(Document passage):
★ ★ ★ ★ ★

Is "Knowing" another straw in the wind, signalling abandonment of crassly rational explanations and looking instead for salvation from the Heavens? There have been a few signs recently, in the most unexpected places. On 3rd April, I saw the word "GOD" in enormous letters on a magazine cover in W H Smiths newsagents, not normally a hotbed of piety. No, it was not on the cover of "The Tablet" or "The Church Times". The "New Statesman", normally a left wing political mag appealing to a small number of people who still take left wing thought seriously, was running a special issue on religion.

Given the contributers, I took it about as seriously as you could take "Knowing" on cosmology or prophecy. Here were all the Usual (gruesome) Suspects. Christopher Hitchens (but not his religious brother Peter), Richard Dawkins, Polly Toynbee..... A few of the more reliably on-message theists, such as A. N. Wilson, were wheeled on. Since writing "The Death of God" (around 1999), Wilson claims to have found God alive again.

★ ★ ★ ★ ★

(Dataset content):
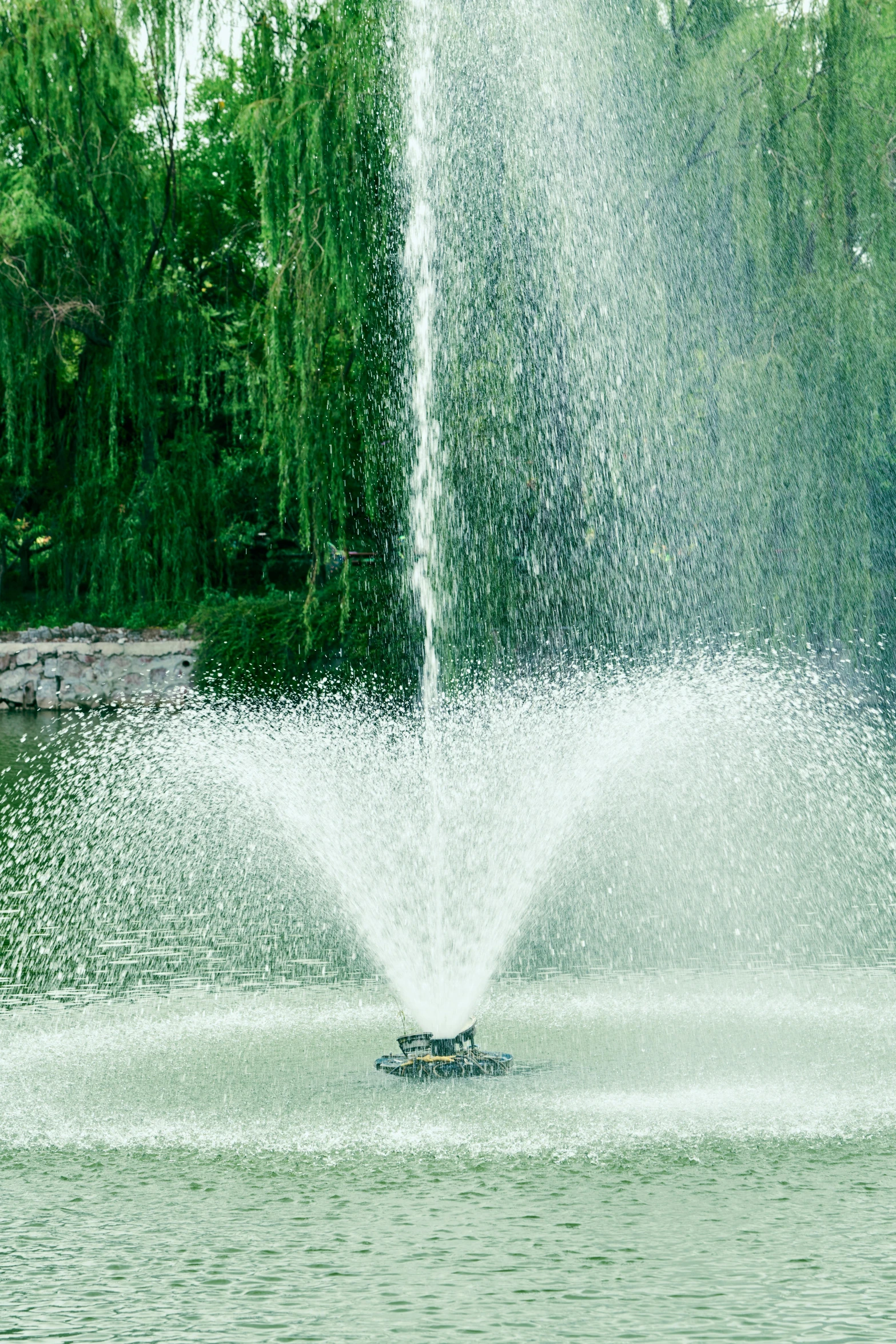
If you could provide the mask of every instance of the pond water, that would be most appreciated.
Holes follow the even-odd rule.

★ ★ ★ ★ ★

(Work to complete):
A – List every person mentioned by name in the passage about the New Statesman's religion issue.
B – Resume the passage about the New Statesman's religion issue, carrying on from its last sentence.
The lines have nothing to do with the passage about the New Statesman's religion issue.

(Responses by task):
A –
Christopher Hitchens
Peter (Christopher Hitchens's brother)
Richard Dawkins
Polly Toynbee
A. N. Wilson

B –
The Chief Rabbi, Dr Jonathan Sacks, was permitted a typically intelligent three column inches...about the same as our ever-asinine George Monbiot, the noisiest promoter of the religion of global warming. Good to see that Prophets of Doom are still given a hearing. But given the 3 pages devoted to Hitchens and Dawkins combined, you knew where the NS editor's sympathies lay. No danger of the good Rabbi or any competent Catholic theologian being given three pages. Yet the fact remains that religion is a prime factor in human affairs and cannot be ignored even by a handful of eminent atheists in major Western cities.

Religious problems just keep breaking out, like an itch the secularists cannot quite reach to scratch properly. The bruhaha over the recent idiotic Parliamentary Bill allowing the heir to the Throne to marry a Catholic is a prime example. I pointed out that such permission could mean that the Monarch after next might be a Catholic head of a Protestant Church of England. Not according to the fine print on the front of "The Daily Telegraph" (who usually get their religious facts straight). Any spouse of the heir would have to agree that their children be brought up as Protestants. So the heir could marry a Catholic as long as she was a bad Catholic. What if the spouse was a Jew (bearing in mind that Jewish identity is transmitted via the mother).....or a Muslim....or a devout Hindu?? Er, better to drop the whole dumb affair and keep on offending only Catholics.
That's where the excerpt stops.